═════ DOCUMENT SECTION

Understanding the Qualities of Vāta Season


Vata season sneaks up on you. As the summer days dwindle into fall, we may feel we’re still in summer. The occasional cooler weather tempered by still sunny days; the heat of summer finally abating in many places, making it feel good to get outside for those of us used to air conditioning. This shift, however, is one of the first signs of vata: mobility. Change, shift, fluctuation, movement is caused by the vata dosha in ayurveda.

Vata is the combination of ether and air. In order for there to be movement, there must be space, and air moves that which is blows on… or it dries it out, another Vata quality. As we find ourselves firmly in fall, the leaves drying and falling, we become firmly planted in this season of degeneration – letting what will slough off, die off, and shed do so, creating the opportunity for new life in the spring. The temperature shifts from fluctuation to cold, and you may start to experience those clear, bright, and cooler winter days where you can see the the brightness of the sun illuminating all around you, but you feel the piercing elements on the cloudless days – sharp, bright, penetrating to your core.

As with all of the doshas, there is no good or bad, simply in balance and out of balance. Vata dosha is needed to propel us in any way – through the cycles of seasons and time, to move our blood and fluids throughout the body, to fuel our creative thoughts, to bring the breath in and out of the body. With the natural flow of the doshas, Vata will build, these qualities building with them, and in time, Kapha will accumulate to pacify this movement to bring us back to earth.

══════════
═════ MATERIAL PROVIDED

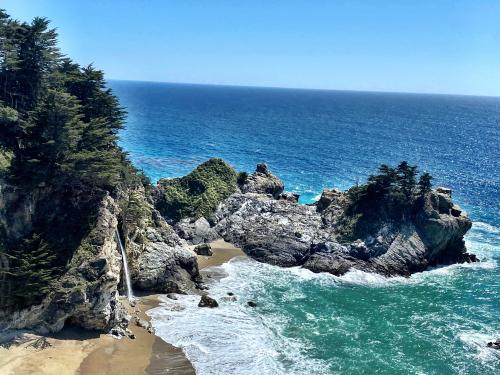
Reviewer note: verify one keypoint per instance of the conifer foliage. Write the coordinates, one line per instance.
(58, 136)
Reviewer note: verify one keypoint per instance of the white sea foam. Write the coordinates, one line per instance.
(237, 339)
(478, 225)
(476, 341)
(233, 338)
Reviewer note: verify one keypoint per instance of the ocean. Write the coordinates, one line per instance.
(435, 322)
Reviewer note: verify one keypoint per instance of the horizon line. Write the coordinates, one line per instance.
(305, 88)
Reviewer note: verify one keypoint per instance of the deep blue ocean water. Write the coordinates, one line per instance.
(436, 322)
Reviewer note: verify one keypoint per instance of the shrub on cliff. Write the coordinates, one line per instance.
(59, 152)
(392, 195)
(199, 193)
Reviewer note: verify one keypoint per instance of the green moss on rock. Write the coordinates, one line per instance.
(199, 193)
(5, 160)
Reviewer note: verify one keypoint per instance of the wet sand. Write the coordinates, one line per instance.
(76, 351)
(222, 252)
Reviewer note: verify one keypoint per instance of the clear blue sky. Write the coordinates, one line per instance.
(437, 46)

══════════

● THINGS TO DO:
1. Please translate this sentence from the passage on Vāta season into Spanish: "Vata is the combination of ether and air."
2. List every purpose the passage on Vāta season gives for why Vata dosha is needed.
3. Carry the passage on Vāta season forward from its final sentence.

● RESULTS OF THE EXERCISE:
1. Vata es la combinación de éter y aire.

2.
- To propel us through the cycles of seasons and time
- To move our blood and fluids throughout the body
- To fuel our creative thoughts
- To bring the breath in and out of the body

3.
Vata in excess, however, can lead to our diminishing health, which is so common in this season. The dry, rough qualities in excess lead to dehydration in the body, which may manifest itself as dry skin, constipation, or a hoarse voice. The cold leads to the production of mucus, in excess congestion. The energetic qualities of light, mobile, subtle may bring about anxiety or insomnia if they are not tempered with their opposites – heavy, steady, tangible.

We tend to exacerbate the vata qualities with our lifestyle, and the celebrations of holidays that happen around this time of year. We take in more information each day than our ancestors may have taken in a lifetime. Our brains are constantly context switching, or “multi-tasking”, jumping from thought to thought. We move from social obligation to social obligation this time of year, and while we may load up on some heavy, unctuous foods at these events, they typically aren’t of the best quality, which leads us to eat light, dry, raw foods in an attempt to balance out our caloric intake. Add to it quickly darting in from the cold, or continuing our early morning run in the chilly temps without the proper warmth, hopping on a plane to visit family, and the vata can slowly build until it reaches a tipping point in the body. You may experience typical vata symptoms, such as anxiety, insomnia, laryngitis, or an increase in chronic pain, but vata can also push the other doshas out of balance, so you may find an increase in kapha producing sinusitis or fatigue and lethargy.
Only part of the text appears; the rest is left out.